*Document*
Start
I don't like to cry every night anymore...

I thought love was suppose to make you feel good? I've had nothing but hate myself for being selfish with him... or hate him for being selfish... I lost track who's who... frankly, I don't know anymore...

I don't want to feel sorry for myself anymore... I don't like this feeling. I used to be a woman with pride, who wouldn't succumb to this irrational feelings...

Is it really the sex? No, of course not. For all I care we could not do it anytime soon, but is it too much to ask for him to put me first? Okay asking for first place is an impossible goal, at least on his top ten... Is it too much to ask? Am I being too selfish again?

If I am on that list, I wish he would let me know...

How hard could a girl get a compliment this days? It would feel different if it was coming from him, without quoting a movie like how he did last time with Spiderman 3.

I just couldn't hold out this bottled up emotions I've been holding on far too long when he mentioned the flash comment. How am I suppose to react to that? Did he expect I would be happy while he's thinking about another person when he should be focused to me... All I was asking and hoping was that one night, one night to be his center of attention... To feel he loves me... To feel he can't believe I'm his...

I could dream... In my dreams, he's the man I've want him to become... But, he could never be that man... I mean I would never insist for him to become that man, unless, he voluntarily do so. But, that's unlikely...

I should have known better, from the very start... I knew this would happen, and from the very start, I was fine by it. I NEVER WANTED MORE TO BEGIN WITH.
End
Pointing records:
Start
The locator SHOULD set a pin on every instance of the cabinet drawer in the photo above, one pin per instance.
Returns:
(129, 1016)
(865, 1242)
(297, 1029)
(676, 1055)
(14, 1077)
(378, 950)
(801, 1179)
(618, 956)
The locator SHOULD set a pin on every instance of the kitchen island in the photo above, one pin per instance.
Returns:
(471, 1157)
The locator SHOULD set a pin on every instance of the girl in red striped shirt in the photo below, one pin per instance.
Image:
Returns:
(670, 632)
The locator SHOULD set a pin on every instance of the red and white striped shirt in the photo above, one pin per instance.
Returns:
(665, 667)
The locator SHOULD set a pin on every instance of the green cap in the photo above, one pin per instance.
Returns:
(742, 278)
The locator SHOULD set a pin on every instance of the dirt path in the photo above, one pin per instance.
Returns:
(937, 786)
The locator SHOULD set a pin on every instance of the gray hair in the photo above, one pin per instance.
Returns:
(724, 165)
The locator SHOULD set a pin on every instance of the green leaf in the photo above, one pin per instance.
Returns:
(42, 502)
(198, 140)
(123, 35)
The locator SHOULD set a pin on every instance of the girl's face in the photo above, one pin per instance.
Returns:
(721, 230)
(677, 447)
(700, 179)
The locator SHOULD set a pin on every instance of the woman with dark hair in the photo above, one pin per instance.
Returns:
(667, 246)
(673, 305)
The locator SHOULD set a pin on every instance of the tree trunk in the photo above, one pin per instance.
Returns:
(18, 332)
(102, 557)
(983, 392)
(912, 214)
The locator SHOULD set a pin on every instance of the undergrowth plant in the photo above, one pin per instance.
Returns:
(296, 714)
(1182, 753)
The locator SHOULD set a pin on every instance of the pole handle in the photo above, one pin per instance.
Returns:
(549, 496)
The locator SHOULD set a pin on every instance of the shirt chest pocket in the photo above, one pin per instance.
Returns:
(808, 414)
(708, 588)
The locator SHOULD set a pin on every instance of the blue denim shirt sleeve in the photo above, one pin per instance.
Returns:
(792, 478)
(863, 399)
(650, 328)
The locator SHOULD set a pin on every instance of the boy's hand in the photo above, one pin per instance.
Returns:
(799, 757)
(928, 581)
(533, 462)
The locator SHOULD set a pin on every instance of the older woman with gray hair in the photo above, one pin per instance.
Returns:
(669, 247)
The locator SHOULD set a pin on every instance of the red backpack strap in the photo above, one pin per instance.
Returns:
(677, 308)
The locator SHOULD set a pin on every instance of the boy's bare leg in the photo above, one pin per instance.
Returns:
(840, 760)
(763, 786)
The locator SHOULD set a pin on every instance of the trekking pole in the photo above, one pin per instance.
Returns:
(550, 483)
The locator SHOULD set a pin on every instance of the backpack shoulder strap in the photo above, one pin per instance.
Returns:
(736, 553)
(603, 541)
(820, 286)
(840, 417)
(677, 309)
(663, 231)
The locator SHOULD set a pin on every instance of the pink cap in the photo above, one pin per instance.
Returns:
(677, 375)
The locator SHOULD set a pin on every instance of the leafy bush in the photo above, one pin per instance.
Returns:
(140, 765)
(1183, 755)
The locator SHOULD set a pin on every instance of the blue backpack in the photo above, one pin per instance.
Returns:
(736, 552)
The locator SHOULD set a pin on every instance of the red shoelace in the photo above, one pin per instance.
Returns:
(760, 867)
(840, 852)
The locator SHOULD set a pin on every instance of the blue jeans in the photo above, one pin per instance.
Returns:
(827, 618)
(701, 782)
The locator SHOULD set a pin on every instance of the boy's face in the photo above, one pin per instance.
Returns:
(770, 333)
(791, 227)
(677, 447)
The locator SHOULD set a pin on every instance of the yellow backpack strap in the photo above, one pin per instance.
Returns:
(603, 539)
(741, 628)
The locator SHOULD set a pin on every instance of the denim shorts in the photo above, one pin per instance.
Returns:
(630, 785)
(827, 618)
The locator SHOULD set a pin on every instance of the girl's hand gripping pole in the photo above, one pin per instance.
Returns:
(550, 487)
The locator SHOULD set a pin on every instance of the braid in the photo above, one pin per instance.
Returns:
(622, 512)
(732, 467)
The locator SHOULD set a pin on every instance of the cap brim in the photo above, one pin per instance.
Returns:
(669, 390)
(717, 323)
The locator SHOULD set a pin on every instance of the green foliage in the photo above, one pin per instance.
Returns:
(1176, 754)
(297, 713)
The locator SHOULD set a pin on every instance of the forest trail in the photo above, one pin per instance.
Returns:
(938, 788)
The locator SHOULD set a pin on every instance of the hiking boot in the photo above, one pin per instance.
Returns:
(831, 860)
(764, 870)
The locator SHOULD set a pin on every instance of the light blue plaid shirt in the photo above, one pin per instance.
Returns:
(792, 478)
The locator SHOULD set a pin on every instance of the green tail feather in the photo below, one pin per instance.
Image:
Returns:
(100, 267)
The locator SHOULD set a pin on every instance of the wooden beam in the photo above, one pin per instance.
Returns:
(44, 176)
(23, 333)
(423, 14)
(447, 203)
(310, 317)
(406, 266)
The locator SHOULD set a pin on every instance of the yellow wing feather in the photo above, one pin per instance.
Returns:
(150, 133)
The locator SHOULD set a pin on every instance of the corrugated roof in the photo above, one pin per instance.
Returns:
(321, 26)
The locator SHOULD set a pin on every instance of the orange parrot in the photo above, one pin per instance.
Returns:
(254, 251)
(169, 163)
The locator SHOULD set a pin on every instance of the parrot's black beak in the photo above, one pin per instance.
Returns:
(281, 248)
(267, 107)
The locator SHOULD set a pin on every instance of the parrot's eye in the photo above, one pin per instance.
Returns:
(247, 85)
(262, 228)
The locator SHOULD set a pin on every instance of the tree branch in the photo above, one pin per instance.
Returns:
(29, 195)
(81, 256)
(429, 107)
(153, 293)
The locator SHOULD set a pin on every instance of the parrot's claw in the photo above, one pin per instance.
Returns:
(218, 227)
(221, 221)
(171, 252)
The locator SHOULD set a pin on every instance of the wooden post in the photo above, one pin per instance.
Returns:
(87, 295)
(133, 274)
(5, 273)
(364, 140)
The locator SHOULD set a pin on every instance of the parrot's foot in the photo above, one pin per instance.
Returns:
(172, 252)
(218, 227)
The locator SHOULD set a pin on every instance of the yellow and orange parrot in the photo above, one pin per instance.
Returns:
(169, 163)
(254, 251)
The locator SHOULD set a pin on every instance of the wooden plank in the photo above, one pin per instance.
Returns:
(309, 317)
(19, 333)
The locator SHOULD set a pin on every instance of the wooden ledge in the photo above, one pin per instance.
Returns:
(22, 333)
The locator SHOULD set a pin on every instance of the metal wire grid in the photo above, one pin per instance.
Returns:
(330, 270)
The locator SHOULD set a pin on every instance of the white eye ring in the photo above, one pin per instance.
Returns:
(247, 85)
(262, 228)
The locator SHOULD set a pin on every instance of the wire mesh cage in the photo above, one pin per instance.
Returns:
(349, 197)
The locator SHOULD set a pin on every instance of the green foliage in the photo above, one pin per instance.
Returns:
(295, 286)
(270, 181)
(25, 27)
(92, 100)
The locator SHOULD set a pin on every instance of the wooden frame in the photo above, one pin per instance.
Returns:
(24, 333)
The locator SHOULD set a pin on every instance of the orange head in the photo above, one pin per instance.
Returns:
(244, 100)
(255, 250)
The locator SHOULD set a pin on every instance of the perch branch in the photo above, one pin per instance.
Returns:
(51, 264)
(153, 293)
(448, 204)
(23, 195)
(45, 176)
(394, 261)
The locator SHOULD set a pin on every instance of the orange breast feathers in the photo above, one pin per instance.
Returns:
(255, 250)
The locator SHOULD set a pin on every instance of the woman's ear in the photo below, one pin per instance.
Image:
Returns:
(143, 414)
End
*Task A*
From the post, reproduce the passage from "Is it really" up to and including "with Spiderman 3.".
*Task B*
In the post, what movie did he quote the last time?
*Task C*
Condense the paragraph of the post that opens with "Is it really the sex?" into a shorter version that keeps its main points.

*Solution A*
Is it really the sex? No, of course not. For all I care we could not do it anytime soon, but is it too much to ask for him to put me first? Okay asking for first place is an impossible goal, at least on his top ten... Is it too much to ask? Am I being too selfish again?

If I am on that list, I wish he would let me know...

How hard could a girl get a compliment this days? It would feel different if it was coming from him, without quoting a movie like how he did last time with Spiderman 3.

*Solution B*
Spiderman 3.

*Solution C*
The writer says the problem isn't sex, which they could go without for a while. What they want is for him to put them first. They admit first place is impossible, at least on his top ten, and wonder whether that is too much to ask and whether they are being selfish again.